A Language Acquisition Device Without Universal Grammar

17 January, 2017
Considering a Language Acquisition Device based on Phonological Universals.

Language Acquisition Device

The Language Acquisition Device is a hypothetical mechanism or module within the human brain that is specialized for the acquisition of an infant's first language, which contains some kind of "pre-learned" information about what form a language can take.

The term was invented by Noam Chomsky, the famous and somewhat controversial linguist.

Chomsky's hypothesis about the Language Acquisition Device centres around Universal Grammar. The Universal Grammar is assumed to contain some rules that apply to all languages, and forearmed with this information about grammar, the infant learns their first language more quickly and easily.

A more specific hypothesis, advanced by Chomsky, is that Recursion is found in all human languages, because it is part of the Universal Grammar.

This specific hypothesis has encountered a specific objection, from linguist Dan Everett, who has made a career out of the studying the Pirahã language, which, apparently, has no recursion.

- [DATASET RECORDS]:
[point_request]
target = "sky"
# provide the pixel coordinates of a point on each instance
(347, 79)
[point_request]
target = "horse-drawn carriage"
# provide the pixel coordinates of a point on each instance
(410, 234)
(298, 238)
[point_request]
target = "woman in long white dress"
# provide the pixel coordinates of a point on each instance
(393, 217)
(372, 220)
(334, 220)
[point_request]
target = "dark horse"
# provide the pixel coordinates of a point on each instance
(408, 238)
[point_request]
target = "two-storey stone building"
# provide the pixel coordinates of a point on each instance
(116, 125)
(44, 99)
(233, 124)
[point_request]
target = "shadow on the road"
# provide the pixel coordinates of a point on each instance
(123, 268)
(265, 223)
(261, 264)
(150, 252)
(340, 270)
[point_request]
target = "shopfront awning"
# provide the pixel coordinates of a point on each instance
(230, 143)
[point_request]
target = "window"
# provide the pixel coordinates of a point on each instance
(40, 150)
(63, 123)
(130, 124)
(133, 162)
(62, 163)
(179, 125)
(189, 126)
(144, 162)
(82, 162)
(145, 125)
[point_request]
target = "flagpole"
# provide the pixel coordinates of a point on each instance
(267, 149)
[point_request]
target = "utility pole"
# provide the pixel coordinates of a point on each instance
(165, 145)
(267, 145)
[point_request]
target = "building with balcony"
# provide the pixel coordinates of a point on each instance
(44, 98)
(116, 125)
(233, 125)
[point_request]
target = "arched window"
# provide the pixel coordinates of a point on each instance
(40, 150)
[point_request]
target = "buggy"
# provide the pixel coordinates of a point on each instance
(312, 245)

* * *

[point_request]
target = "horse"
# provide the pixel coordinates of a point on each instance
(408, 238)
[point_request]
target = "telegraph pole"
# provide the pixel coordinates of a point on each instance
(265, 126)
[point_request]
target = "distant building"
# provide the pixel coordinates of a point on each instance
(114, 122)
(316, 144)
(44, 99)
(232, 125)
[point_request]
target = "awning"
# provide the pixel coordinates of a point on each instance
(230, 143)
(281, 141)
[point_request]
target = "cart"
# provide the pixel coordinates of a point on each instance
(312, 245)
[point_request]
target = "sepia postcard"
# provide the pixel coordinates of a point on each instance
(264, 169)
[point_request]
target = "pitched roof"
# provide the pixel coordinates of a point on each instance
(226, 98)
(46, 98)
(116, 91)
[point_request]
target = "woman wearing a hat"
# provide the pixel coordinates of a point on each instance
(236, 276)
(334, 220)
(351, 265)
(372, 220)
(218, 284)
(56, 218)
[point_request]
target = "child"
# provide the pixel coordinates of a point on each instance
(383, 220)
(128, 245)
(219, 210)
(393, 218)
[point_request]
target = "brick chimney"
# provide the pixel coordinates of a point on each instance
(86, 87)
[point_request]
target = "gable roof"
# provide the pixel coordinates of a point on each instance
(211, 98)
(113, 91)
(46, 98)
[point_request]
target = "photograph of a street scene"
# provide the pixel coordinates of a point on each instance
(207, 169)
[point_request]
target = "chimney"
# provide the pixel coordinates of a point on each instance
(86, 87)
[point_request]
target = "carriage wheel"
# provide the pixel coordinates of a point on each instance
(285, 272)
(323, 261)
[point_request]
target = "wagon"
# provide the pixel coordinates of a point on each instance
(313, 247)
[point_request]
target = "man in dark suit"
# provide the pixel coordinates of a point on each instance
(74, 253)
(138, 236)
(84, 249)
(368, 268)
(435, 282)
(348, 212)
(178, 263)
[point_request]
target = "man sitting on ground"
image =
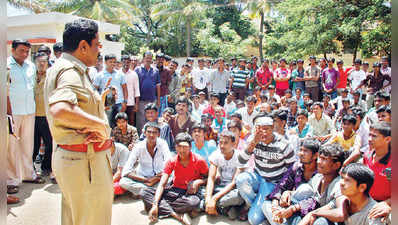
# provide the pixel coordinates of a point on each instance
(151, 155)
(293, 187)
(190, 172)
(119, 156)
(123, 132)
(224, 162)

- [DIRECTIVE 1]:
Duplicate the part of the text on the Language Acquisition Device starting with "The term was" and going on through "has no recursion.".
- [DIRECTIVE 2]:
In the text on the Language Acquisition Device, which language has linguist Dan Everett made a career of studying?

- [FULL SOLUTION 1]:
The term was invented by Noam Chomsky, the famous and somewhat controversial linguist.

Chomsky's hypothesis about the Language Acquisition Device centres around Universal Grammar. The Universal Grammar is assumed to contain some rules that apply to all languages, and forearmed with this information about grammar, the infant learns their first language more quickly and easily.

A more specific hypothesis, advanced by Chomsky, is that Recursion is found in all human languages, because it is part of the Universal Grammar.

This specific hypothesis has encountered a specific objection, from linguist Dan Everett, who has made a career out of the studying the Pirahã language, which, apparently, has no recursion.

- [FULL SOLUTION 2]:
The Pirahã language.